THE PROBLEM: Pull out every line of the data that contains the string "spike", and copy each one.
— Begin —
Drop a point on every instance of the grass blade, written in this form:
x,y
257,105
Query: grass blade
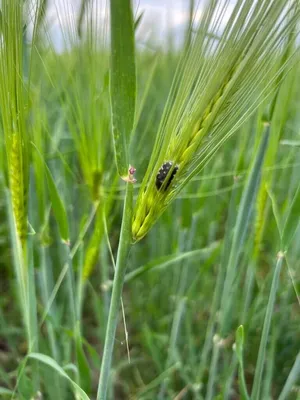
x,y
122,80
292,378
255,395
54,365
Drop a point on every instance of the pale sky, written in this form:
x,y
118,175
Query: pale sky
x,y
159,18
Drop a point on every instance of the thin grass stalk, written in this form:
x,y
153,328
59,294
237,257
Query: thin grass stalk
x,y
121,263
255,394
243,218
218,287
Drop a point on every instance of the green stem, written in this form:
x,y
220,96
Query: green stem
x,y
255,395
123,251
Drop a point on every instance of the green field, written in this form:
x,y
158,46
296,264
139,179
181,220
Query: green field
x,y
150,203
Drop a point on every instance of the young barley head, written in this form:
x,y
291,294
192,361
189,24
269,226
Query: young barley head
x,y
225,74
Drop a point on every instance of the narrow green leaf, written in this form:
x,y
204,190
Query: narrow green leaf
x,y
239,343
6,392
291,380
167,261
122,80
57,203
54,365
292,220
83,366
242,223
255,395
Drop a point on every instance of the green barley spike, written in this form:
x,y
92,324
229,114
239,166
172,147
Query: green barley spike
x,y
214,92
17,187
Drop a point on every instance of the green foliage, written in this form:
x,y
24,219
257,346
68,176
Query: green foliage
x,y
207,310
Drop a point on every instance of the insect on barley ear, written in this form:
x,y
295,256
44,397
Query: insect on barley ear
x,y
163,173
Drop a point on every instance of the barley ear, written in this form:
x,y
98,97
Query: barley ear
x,y
18,187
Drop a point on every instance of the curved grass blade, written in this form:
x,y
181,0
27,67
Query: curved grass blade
x,y
122,80
292,378
54,365
255,395
57,203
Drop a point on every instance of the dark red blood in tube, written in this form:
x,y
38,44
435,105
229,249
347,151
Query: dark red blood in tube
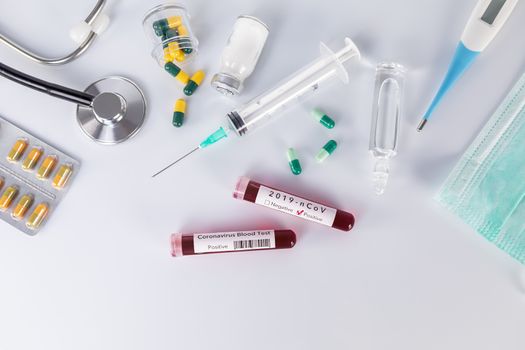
x,y
248,190
183,244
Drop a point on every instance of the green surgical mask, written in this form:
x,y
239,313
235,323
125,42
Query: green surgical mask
x,y
486,189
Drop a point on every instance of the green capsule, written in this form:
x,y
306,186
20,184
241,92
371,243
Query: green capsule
x,y
172,68
322,118
195,80
160,27
293,161
171,33
178,113
327,150
184,39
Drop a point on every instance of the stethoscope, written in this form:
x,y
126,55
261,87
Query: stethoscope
x,y
110,110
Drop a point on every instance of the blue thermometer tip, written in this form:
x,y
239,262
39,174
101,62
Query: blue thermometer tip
x,y
463,58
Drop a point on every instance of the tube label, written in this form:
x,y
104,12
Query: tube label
x,y
295,206
233,241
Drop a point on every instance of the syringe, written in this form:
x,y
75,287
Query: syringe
x,y
260,109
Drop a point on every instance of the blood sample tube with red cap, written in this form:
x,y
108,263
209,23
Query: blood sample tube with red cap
x,y
237,241
251,191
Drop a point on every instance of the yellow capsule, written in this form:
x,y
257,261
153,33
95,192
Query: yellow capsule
x,y
47,167
167,55
175,51
183,77
62,176
7,197
32,158
183,31
174,21
22,207
198,77
17,150
180,106
37,216
194,83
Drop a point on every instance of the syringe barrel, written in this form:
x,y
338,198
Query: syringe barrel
x,y
386,109
308,79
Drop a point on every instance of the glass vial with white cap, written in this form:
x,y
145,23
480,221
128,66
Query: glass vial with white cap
x,y
386,111
240,55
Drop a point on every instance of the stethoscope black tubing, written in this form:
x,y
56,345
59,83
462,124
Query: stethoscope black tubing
x,y
55,90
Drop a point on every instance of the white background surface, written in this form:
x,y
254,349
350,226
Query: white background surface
x,y
409,276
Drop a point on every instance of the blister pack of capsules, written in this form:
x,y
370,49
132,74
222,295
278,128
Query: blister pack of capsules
x,y
34,177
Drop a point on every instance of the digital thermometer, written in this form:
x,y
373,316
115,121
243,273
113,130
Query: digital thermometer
x,y
488,18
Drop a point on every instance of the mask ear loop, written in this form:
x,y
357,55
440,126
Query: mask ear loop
x,y
521,280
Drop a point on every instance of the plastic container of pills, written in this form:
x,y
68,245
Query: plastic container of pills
x,y
168,27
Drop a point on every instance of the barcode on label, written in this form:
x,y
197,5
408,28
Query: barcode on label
x,y
252,244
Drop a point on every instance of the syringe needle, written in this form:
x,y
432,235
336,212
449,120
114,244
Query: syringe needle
x,y
422,125
175,162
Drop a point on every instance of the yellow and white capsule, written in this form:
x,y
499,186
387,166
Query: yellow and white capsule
x,y
194,82
47,167
22,207
32,159
63,174
175,52
37,216
7,197
17,150
167,55
178,112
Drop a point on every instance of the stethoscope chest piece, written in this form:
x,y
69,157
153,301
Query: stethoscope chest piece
x,y
117,111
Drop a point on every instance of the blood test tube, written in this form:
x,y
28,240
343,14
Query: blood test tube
x,y
289,203
227,242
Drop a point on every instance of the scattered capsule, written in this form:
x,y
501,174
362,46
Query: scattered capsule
x,y
178,73
178,112
167,55
322,118
194,83
162,25
171,33
293,161
176,52
327,150
47,167
32,159
17,150
7,197
22,207
184,39
62,176
37,216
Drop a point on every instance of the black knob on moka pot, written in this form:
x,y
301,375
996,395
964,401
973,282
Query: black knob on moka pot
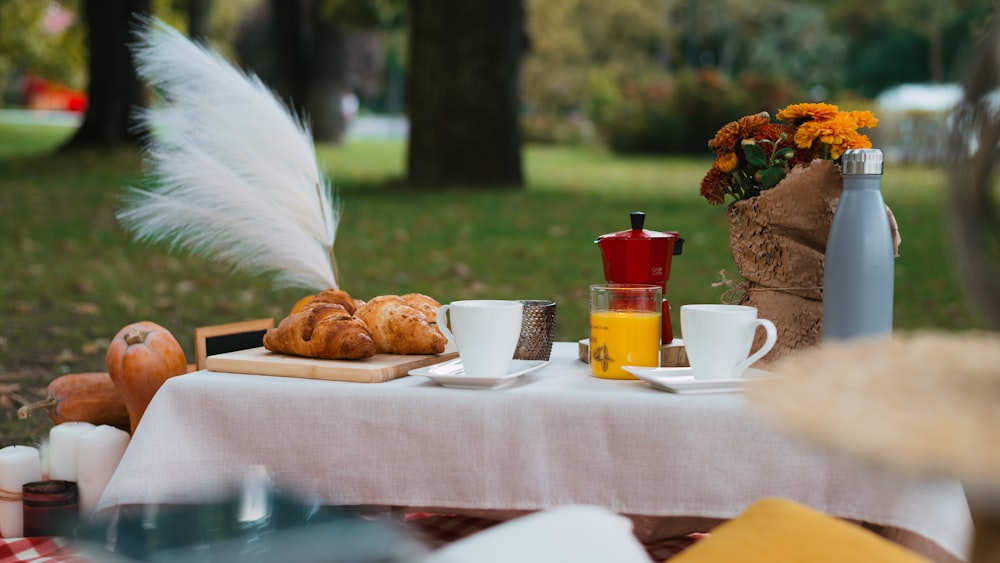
— End —
REPLY TO THE EXERCISE:
Drop a point on every instance of the green barley spike, written in this form:
Query: green barley spike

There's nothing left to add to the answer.